▶ [Records for processing]:

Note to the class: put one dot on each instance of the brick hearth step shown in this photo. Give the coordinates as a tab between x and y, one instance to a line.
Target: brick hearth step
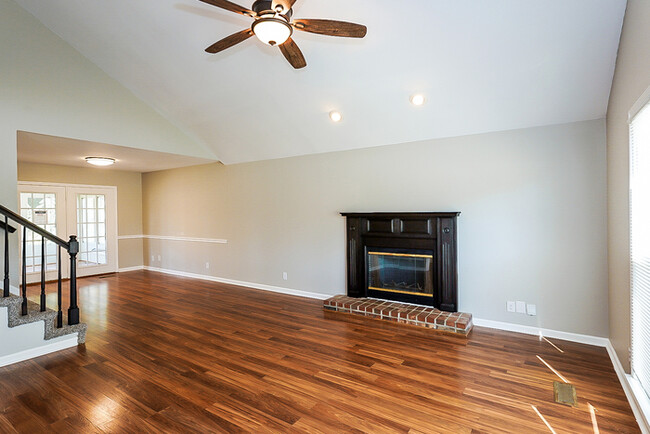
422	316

==

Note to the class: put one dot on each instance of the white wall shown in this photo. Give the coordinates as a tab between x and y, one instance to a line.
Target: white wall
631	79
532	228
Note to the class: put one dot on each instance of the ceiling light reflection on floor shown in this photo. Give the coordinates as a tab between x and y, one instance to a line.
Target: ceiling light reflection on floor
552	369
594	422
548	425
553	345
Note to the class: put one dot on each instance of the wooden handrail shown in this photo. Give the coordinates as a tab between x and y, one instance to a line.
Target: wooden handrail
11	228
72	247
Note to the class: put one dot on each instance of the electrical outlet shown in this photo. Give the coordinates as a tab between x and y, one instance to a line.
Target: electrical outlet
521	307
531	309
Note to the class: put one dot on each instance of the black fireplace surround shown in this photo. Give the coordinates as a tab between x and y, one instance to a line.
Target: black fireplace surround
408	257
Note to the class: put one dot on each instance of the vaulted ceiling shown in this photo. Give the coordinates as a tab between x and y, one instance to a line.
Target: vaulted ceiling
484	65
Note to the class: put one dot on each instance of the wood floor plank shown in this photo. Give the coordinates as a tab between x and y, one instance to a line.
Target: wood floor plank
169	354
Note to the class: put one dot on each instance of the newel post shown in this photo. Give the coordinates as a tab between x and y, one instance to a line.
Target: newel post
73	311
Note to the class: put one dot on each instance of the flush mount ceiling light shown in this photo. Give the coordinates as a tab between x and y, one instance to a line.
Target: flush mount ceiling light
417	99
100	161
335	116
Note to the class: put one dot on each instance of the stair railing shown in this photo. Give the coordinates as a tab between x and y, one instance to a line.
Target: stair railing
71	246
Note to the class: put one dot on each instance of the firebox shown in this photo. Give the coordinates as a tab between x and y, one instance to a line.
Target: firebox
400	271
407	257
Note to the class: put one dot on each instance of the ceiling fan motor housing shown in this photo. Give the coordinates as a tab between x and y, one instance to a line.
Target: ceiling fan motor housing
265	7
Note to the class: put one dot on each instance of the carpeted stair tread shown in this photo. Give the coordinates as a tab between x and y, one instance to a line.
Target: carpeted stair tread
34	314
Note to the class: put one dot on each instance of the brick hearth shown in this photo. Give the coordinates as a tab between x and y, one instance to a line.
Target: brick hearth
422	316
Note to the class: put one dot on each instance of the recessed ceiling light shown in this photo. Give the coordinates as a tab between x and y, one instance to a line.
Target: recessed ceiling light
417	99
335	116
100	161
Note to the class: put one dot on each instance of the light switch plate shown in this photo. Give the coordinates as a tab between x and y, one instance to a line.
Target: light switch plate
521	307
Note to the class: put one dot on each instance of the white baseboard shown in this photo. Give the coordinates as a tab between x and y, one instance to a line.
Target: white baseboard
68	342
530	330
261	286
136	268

==

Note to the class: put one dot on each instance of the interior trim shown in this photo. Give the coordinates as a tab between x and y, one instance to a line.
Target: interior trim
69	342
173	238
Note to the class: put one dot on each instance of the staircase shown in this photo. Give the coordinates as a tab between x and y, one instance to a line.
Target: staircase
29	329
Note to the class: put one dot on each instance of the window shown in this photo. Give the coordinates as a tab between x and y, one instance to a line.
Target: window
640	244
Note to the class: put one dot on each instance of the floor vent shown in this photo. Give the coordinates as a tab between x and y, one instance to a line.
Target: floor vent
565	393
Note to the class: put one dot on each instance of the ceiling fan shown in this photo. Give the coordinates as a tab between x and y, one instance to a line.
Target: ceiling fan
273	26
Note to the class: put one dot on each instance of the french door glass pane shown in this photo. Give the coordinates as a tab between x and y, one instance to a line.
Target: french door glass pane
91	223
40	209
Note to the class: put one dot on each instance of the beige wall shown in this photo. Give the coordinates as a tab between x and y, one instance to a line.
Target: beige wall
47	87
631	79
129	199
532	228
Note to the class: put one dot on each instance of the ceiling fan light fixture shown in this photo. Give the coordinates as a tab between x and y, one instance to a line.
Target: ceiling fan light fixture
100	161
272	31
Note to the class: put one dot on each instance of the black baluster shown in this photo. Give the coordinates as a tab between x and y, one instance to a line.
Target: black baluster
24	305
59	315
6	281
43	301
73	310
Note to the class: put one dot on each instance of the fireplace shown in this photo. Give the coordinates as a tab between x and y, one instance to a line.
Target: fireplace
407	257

▶ [Task requirements]:
Keeping every character as it is, restate the lines above that run from the line with "of the french" through the line with "light fixture shown", both included, and nothing else.

▶ [Exercise result]:
Note to the class: put one dot on each instance of the french door glass pane shown in this photo. Give the coordinates as a tab between x and y, one instance to a line.
Target: french door glass pane
91	223
40	209
Note to the class: put one dot on each instance of the beige wall shown in this photo. Give the coordinates as a tab between x and y, one instance to a line.
Target: beige wall
47	87
631	79
129	199
532	228
Note to the class: put one dot on each instance of the ceiling fan light fixture shown in this photo. Give the coordinates as a tab between x and y, one instance to a line.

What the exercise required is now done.